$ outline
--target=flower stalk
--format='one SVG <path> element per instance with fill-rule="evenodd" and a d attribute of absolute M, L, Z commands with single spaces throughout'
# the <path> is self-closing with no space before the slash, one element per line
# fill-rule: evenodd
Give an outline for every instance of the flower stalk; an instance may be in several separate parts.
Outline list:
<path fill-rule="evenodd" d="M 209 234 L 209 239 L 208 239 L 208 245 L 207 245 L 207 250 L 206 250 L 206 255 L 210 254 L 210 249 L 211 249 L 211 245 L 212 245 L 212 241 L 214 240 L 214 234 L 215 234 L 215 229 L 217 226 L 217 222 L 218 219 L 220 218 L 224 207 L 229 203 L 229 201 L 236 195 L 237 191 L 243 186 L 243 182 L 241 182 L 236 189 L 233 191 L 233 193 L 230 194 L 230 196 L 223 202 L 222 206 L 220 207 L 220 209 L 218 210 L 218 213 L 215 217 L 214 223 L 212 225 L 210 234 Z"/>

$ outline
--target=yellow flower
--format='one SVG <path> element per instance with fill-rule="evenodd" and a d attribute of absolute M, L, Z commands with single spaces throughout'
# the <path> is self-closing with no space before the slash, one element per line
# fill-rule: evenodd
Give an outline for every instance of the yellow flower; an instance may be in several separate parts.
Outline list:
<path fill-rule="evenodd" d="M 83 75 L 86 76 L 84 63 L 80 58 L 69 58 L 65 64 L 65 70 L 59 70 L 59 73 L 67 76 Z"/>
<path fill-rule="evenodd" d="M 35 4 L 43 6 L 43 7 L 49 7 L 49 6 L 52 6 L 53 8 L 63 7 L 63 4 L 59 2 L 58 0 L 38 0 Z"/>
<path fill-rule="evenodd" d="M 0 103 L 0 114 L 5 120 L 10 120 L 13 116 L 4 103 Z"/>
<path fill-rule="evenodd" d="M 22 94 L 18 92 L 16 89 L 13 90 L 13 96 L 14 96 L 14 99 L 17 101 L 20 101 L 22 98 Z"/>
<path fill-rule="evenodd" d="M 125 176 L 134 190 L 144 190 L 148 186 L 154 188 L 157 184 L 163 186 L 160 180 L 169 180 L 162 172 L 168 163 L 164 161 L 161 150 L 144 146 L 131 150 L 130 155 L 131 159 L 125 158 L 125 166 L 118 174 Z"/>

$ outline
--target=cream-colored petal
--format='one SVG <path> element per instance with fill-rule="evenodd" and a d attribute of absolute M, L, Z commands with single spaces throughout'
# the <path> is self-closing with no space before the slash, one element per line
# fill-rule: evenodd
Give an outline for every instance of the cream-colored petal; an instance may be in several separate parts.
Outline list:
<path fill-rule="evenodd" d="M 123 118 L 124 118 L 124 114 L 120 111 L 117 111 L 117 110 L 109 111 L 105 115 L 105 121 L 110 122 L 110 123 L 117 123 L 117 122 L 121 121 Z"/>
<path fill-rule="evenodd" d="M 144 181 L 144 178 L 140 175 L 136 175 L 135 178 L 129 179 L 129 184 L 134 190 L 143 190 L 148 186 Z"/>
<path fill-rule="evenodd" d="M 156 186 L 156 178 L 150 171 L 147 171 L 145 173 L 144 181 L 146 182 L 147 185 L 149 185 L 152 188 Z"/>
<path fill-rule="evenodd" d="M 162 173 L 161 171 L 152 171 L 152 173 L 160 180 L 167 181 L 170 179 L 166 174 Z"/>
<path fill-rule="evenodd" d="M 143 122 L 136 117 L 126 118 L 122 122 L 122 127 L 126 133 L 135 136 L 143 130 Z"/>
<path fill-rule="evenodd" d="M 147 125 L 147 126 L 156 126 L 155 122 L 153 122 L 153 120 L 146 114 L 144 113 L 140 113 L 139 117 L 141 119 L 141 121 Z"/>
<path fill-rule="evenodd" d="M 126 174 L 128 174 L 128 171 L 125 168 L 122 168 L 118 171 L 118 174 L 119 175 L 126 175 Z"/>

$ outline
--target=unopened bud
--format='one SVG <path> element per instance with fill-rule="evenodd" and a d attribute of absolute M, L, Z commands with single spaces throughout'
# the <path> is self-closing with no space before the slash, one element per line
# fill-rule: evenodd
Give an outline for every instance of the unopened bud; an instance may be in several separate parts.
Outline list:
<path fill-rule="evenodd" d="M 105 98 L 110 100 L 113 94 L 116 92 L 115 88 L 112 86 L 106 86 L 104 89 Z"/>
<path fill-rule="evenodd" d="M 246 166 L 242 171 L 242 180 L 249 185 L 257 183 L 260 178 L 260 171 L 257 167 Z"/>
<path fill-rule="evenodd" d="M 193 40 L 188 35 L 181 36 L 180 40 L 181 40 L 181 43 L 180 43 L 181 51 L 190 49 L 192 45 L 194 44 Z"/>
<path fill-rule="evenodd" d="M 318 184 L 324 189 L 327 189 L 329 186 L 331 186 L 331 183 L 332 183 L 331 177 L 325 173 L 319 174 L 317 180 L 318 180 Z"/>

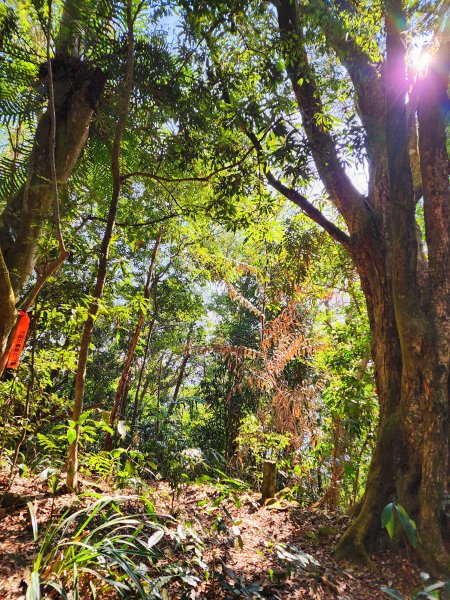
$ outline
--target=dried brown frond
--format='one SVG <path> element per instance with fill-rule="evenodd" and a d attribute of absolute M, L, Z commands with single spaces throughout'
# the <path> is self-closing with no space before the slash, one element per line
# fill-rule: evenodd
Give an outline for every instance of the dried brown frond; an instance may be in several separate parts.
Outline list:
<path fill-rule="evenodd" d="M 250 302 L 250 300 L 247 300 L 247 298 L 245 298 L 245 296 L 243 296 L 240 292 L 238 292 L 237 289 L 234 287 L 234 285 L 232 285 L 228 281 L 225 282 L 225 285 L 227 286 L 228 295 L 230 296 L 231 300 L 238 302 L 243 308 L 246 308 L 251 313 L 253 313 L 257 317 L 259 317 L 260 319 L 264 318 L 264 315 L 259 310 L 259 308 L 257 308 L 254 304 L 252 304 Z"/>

--------------------------------

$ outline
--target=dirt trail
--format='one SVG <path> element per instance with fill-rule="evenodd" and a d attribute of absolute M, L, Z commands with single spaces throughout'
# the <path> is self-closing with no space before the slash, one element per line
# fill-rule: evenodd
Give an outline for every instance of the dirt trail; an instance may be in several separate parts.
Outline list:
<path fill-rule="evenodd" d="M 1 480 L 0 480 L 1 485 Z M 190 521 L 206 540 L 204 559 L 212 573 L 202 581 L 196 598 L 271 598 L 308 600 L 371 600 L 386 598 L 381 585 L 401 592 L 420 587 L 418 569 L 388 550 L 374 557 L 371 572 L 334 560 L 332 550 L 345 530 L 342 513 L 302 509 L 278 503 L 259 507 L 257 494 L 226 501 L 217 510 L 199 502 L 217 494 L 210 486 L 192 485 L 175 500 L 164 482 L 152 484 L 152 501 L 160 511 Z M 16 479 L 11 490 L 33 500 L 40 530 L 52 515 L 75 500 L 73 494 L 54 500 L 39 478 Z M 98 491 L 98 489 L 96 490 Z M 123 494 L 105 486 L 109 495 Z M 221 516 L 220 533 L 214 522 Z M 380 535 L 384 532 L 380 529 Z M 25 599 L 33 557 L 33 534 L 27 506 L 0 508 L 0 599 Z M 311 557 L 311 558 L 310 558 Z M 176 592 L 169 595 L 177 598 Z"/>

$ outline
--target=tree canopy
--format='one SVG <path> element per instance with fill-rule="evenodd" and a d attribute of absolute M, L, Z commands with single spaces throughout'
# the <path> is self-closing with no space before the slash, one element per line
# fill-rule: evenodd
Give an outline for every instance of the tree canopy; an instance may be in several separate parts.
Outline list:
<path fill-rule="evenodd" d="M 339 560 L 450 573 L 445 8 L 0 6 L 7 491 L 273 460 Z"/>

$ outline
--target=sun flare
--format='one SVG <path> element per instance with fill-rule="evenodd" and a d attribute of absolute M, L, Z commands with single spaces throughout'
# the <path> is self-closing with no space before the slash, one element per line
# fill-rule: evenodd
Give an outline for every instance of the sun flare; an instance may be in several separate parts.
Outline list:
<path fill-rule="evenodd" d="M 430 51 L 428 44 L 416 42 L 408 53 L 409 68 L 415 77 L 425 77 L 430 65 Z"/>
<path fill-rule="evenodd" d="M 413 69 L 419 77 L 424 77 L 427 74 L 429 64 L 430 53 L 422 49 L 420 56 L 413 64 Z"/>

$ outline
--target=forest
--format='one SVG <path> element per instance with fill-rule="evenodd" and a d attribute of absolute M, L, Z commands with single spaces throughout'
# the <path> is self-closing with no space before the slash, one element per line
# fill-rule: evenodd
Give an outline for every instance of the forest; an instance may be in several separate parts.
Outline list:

--------------------------------

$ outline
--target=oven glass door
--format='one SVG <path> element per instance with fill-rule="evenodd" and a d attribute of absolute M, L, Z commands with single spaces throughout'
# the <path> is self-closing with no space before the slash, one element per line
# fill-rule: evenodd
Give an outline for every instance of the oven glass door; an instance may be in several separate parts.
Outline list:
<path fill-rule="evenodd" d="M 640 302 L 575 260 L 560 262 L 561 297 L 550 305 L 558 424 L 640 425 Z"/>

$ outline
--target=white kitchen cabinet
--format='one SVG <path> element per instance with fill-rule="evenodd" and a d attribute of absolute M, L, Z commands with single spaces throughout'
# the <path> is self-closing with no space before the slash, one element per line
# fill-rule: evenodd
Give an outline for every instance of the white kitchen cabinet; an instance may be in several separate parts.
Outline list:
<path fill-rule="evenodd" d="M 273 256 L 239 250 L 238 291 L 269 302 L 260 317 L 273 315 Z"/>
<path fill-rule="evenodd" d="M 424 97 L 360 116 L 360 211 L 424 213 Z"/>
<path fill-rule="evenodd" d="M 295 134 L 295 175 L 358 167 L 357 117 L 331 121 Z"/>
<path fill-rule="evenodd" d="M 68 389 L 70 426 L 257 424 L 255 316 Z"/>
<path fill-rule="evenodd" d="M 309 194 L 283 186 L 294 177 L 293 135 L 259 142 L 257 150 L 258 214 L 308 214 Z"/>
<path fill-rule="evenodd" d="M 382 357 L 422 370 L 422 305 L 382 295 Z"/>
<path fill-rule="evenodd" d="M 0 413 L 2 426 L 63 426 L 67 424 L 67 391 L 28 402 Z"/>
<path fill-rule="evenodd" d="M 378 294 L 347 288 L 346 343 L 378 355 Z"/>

--------------------------------

:: TASK OBJECTIVE ::
Word for word, restate the lines above from the line containing "Give an outline for every instance of the tree" through the line containing "--target=sun flare", with both included and nothing else.

:: ANSWER SPACE ::
Give an outline for every instance of the tree canopy; an instance may be in several separate parts.
Outline list:
<path fill-rule="evenodd" d="M 339 560 L 450 573 L 445 8 L 0 6 L 7 491 L 273 460 Z"/>

$ outline
--target=sun flare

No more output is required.